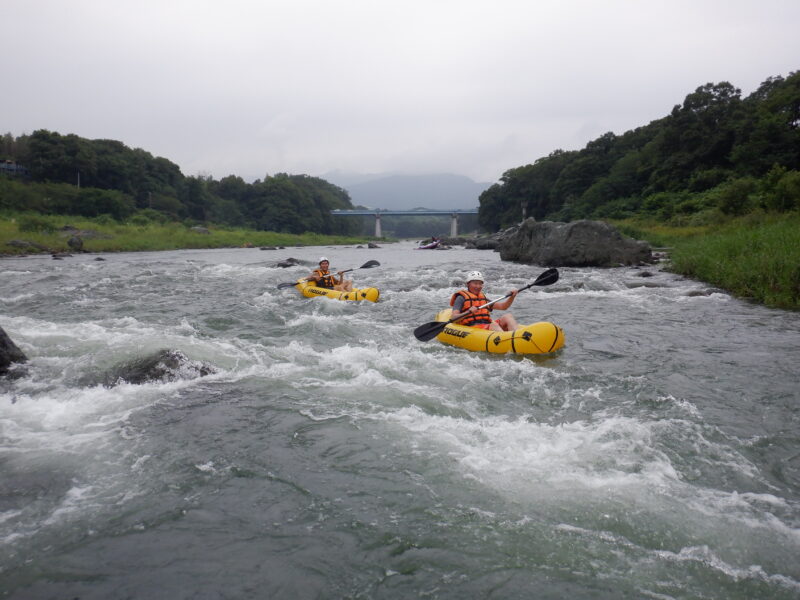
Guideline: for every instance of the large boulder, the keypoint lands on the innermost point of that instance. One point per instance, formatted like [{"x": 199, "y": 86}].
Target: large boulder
[
  {"x": 9, "y": 353},
  {"x": 576, "y": 244}
]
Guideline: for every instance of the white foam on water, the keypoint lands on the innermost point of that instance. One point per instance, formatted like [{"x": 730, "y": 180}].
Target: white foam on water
[{"x": 708, "y": 558}]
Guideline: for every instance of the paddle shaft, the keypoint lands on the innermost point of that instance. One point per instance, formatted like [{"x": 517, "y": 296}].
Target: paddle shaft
[
  {"x": 522, "y": 289},
  {"x": 366, "y": 265}
]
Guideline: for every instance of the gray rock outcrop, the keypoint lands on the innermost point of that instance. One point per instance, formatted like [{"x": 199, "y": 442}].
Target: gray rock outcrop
[
  {"x": 575, "y": 244},
  {"x": 9, "y": 353}
]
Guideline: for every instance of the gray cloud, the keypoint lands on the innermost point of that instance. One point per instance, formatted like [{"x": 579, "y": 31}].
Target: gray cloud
[{"x": 308, "y": 86}]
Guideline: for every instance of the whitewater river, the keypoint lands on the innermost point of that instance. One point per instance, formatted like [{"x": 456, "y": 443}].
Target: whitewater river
[{"x": 332, "y": 455}]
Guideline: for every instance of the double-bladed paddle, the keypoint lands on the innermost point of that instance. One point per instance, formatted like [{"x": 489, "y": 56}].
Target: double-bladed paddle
[
  {"x": 367, "y": 265},
  {"x": 428, "y": 331}
]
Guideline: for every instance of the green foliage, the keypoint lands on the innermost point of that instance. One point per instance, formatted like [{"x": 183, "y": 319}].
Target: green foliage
[
  {"x": 756, "y": 259},
  {"x": 714, "y": 155},
  {"x": 140, "y": 234},
  {"x": 76, "y": 176},
  {"x": 35, "y": 224}
]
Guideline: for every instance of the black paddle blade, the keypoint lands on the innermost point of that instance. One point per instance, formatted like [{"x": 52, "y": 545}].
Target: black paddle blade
[
  {"x": 428, "y": 331},
  {"x": 549, "y": 277}
]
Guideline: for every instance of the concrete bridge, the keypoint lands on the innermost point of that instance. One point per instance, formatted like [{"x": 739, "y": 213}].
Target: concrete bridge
[{"x": 378, "y": 213}]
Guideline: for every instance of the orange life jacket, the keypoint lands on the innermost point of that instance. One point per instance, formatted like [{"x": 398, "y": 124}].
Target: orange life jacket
[
  {"x": 327, "y": 280},
  {"x": 481, "y": 316}
]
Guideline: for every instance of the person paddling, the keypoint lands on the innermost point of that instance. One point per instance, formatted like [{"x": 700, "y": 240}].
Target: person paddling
[
  {"x": 323, "y": 278},
  {"x": 467, "y": 302}
]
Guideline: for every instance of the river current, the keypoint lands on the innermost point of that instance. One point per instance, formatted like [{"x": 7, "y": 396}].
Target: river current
[{"x": 332, "y": 455}]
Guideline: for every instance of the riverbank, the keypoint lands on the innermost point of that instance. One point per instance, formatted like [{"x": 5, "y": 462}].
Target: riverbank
[
  {"x": 756, "y": 258},
  {"x": 27, "y": 234}
]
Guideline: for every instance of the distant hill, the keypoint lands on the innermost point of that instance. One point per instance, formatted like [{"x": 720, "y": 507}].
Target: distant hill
[{"x": 404, "y": 192}]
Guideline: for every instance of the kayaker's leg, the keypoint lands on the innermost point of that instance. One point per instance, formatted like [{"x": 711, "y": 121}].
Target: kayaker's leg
[
  {"x": 508, "y": 322},
  {"x": 345, "y": 286}
]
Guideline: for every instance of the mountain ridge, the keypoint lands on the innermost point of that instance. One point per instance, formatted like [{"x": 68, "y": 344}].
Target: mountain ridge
[{"x": 396, "y": 191}]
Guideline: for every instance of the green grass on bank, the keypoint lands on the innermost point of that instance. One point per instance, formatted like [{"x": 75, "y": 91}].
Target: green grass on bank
[
  {"x": 756, "y": 257},
  {"x": 110, "y": 236}
]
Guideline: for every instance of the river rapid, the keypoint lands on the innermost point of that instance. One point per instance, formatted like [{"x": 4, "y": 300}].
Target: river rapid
[{"x": 332, "y": 455}]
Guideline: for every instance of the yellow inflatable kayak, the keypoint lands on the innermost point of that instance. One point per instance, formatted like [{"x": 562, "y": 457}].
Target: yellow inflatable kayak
[
  {"x": 538, "y": 338},
  {"x": 312, "y": 291}
]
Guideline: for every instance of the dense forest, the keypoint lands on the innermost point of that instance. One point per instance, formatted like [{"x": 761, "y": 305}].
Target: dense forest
[
  {"x": 715, "y": 156},
  {"x": 70, "y": 175}
]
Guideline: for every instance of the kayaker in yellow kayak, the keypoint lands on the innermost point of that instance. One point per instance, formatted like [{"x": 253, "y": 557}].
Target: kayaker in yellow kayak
[
  {"x": 323, "y": 278},
  {"x": 469, "y": 302}
]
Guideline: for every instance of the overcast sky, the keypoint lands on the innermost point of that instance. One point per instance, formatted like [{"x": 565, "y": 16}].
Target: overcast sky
[{"x": 415, "y": 86}]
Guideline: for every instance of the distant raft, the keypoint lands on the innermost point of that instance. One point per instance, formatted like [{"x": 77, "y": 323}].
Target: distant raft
[
  {"x": 537, "y": 338},
  {"x": 312, "y": 291}
]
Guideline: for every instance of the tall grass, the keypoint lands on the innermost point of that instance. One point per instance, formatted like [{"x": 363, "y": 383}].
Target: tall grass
[
  {"x": 109, "y": 236},
  {"x": 755, "y": 260}
]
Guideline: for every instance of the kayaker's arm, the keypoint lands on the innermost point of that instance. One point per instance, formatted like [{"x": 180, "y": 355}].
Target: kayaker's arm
[
  {"x": 504, "y": 305},
  {"x": 457, "y": 306}
]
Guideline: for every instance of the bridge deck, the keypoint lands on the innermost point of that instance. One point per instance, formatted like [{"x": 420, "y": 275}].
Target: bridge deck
[{"x": 389, "y": 213}]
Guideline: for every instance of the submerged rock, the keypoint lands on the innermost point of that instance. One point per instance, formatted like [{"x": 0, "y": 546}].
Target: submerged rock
[
  {"x": 164, "y": 365},
  {"x": 575, "y": 244},
  {"x": 10, "y": 354}
]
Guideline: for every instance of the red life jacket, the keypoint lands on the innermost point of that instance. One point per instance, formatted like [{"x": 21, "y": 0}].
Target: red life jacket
[
  {"x": 327, "y": 279},
  {"x": 481, "y": 316}
]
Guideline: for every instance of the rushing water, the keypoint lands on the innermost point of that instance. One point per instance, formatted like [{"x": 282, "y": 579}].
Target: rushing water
[{"x": 332, "y": 455}]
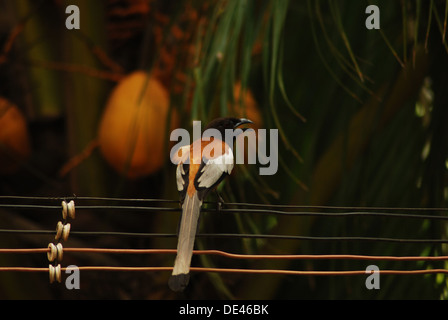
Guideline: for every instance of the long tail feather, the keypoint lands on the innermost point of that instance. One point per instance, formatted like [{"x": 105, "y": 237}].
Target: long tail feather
════════════════════
** AIM **
Write out the data precisely as given, excluding the pictures.

** OUTPUT **
Guideline: for every instance of the large boulder, the keypoint lands on the innermost point of that instance. One point per instance, formatted like [{"x": 199, "y": 86}].
Target: large boulder
[
  {"x": 9, "y": 353},
  {"x": 576, "y": 244}
]
Guideline: for every instance of the white foam on water, the keypoint lands on the innermost point of that instance. One point per instance, formatted like [{"x": 730, "y": 180}].
Target: white foam on water
[{"x": 708, "y": 558}]
Guideline: for every instance of the paddle shaft, the keypoint lands on the innermost point of that instance. One point per instance, formatted like [{"x": 517, "y": 296}].
Target: paddle shaft
[
  {"x": 522, "y": 289},
  {"x": 366, "y": 265}
]
Guideline: for every instance of the gray rock outcrop, the keypoint lands on the innermost point of that instance. One point per instance, formatted like [{"x": 199, "y": 442}].
Target: gray rock outcrop
[
  {"x": 575, "y": 244},
  {"x": 9, "y": 353}
]
Guideline: for every instance of the gray cloud, the keypoint lands on the innermost point of that instance. One point per instance, formatted like [{"x": 579, "y": 31}].
Target: gray cloud
[{"x": 308, "y": 86}]
Guideline: for every instance of the whitewater river, the keypoint lands on the innermost point of that instance. One point per instance, formatted like [{"x": 456, "y": 443}].
Target: whitewater river
[{"x": 332, "y": 455}]
Guideline: for every instance of the double-bladed paddle, the keypoint lands on the innermost point of that instance. One point per instance, formatted like [{"x": 489, "y": 56}].
Target: double-bladed paddle
[
  {"x": 367, "y": 265},
  {"x": 428, "y": 331}
]
Guideline: for every instance of the green foliage, the keypoint lands on the innermost point of that instance. One point per instance, formatted like [{"x": 183, "y": 319}].
Target: green foliage
[
  {"x": 756, "y": 259},
  {"x": 714, "y": 155},
  {"x": 140, "y": 234},
  {"x": 76, "y": 176},
  {"x": 35, "y": 224}
]
Guideline: for every instance of the black paddle blade, the keypoint lands on the innermost point of that instance. One point per instance, formatted like [{"x": 52, "y": 545}].
Target: black paddle blade
[
  {"x": 428, "y": 331},
  {"x": 549, "y": 277}
]
Guideline: for every instance of the concrete bridge, the keypoint lands on the innermost point of that instance. One point per instance, formatted like [{"x": 739, "y": 213}].
Target: concrete bridge
[{"x": 378, "y": 213}]
Guideline: for every instance of the orange life jacket, the keypoint lands on the innermost point of that instance. One point per instance, formatted like [{"x": 398, "y": 124}].
Target: orange life jacket
[
  {"x": 327, "y": 280},
  {"x": 481, "y": 316}
]
Guideline: for every instance of the person paddling, the keypoint lands on the innermost point of that instance. One point per instance, formatted like [{"x": 700, "y": 240}].
Target: person paddling
[
  {"x": 323, "y": 278},
  {"x": 467, "y": 302}
]
Guideline: for every instance of the river current, the keypoint lands on the innermost point of that instance. One point per instance, formatted like [{"x": 7, "y": 396}].
Target: river current
[{"x": 332, "y": 455}]
Guideline: for every instance of the riverbank, the keypoint lands on the innermost point of that instance. One point per instance, formatted like [{"x": 5, "y": 462}].
Target: riverbank
[
  {"x": 756, "y": 258},
  {"x": 27, "y": 234}
]
Guideline: for every instance of the distant hill, the keypoint lands on the innermost point of that instance. One point per instance, formatted like [{"x": 720, "y": 507}].
Target: distant hill
[{"x": 404, "y": 192}]
Guideline: for every instance of the kayaker's leg, the keypoint lands on the innermost point of that instance. One point per instance, formatted like [{"x": 711, "y": 121}].
Target: kayaker's leg
[
  {"x": 508, "y": 322},
  {"x": 345, "y": 286}
]
Guideline: for every instance of the mountain ridge, the keypoint lands on the innermost point of that instance. One point per instance, formatted like [{"x": 68, "y": 344}].
Target: mountain ridge
[{"x": 396, "y": 191}]
Guideline: for every instance of the green grass on bank, the keypoint lands on the innermost point of that instance. One point per instance, formatted like [{"x": 75, "y": 91}].
Target: green grass on bank
[
  {"x": 756, "y": 257},
  {"x": 110, "y": 236}
]
Guideline: for every instance of the river rapid, the keypoint lands on the innermost point of that instance. One point per instance, formatted like [{"x": 4, "y": 300}].
Target: river rapid
[{"x": 332, "y": 455}]
Guideline: for every instance of the yellow inflatable kayak, the keypoint lands on the innermost point of that instance. One point per instance, formatted like [{"x": 562, "y": 457}].
Target: yellow inflatable kayak
[
  {"x": 538, "y": 338},
  {"x": 312, "y": 291}
]
Guideline: for every instance of the dense forest, the keypoint lands on the innermost point of that instance. One point per instance, formatted like [{"x": 761, "y": 305}].
Target: dense forest
[
  {"x": 715, "y": 156},
  {"x": 70, "y": 175}
]
Guideline: for every instance of the kayaker in yellow kayak, the keypoint lands on the innermost point of that instance. One point per instance, formatted like [{"x": 253, "y": 557}].
Target: kayaker in yellow kayak
[
  {"x": 323, "y": 278},
  {"x": 469, "y": 302}
]
Guideline: for every instance of the overcast sky, the keypoint lands on the innermost point of that instance. One point per instance, formatted like [{"x": 565, "y": 16}].
Target: overcast sky
[{"x": 415, "y": 86}]
Guideline: for every instance of the distant raft, the keypoint lands on the innermost point of that instance. One point per instance, formatted like [{"x": 77, "y": 323}].
Target: distant raft
[
  {"x": 537, "y": 338},
  {"x": 312, "y": 291}
]
Guideline: for every instance of the tall grass, the keypoint lands on the innermost point of that instance. One point per instance, formatted like [{"x": 363, "y": 383}].
Target: tall grass
[
  {"x": 109, "y": 236},
  {"x": 755, "y": 260}
]
Guideline: for every instance of the kayaker's arm, the keypoint lands on the innermost point of that instance. One point per instance, formatted like [{"x": 180, "y": 355}].
Target: kayaker's arm
[
  {"x": 504, "y": 305},
  {"x": 457, "y": 306}
]
Guideline: for every instance of the bridge deck, the keypoint lands on the innermost point of that instance. One point per instance, formatted like [{"x": 420, "y": 275}].
Target: bridge deck
[{"x": 389, "y": 213}]
Guideline: for every instance of the submerged rock, the keypoint lands on the innermost point of that instance. One point per instance, formatted like [{"x": 0, "y": 546}].
Target: submerged rock
[
  {"x": 164, "y": 365},
  {"x": 575, "y": 244},
  {"x": 10, "y": 354}
]
Guideline: for every instance of the red life jacket, the keypoint lands on the innermost point of that instance. One point per instance, formatted like [{"x": 21, "y": 0}].
Target: red life jacket
[
  {"x": 327, "y": 279},
  {"x": 481, "y": 316}
]
Guideline: for every instance of the rushing water, the keypoint lands on the innermost point of that instance. One point per instance, formatted like [{"x": 282, "y": 579}].
Target: rushing water
[{"x": 332, "y": 455}]
Guideline: for every instance of the long tail feather, the keypoint lands on the innermost point of that instance. One point per instance, formatted like [{"x": 105, "y": 237}].
Target: long tail feather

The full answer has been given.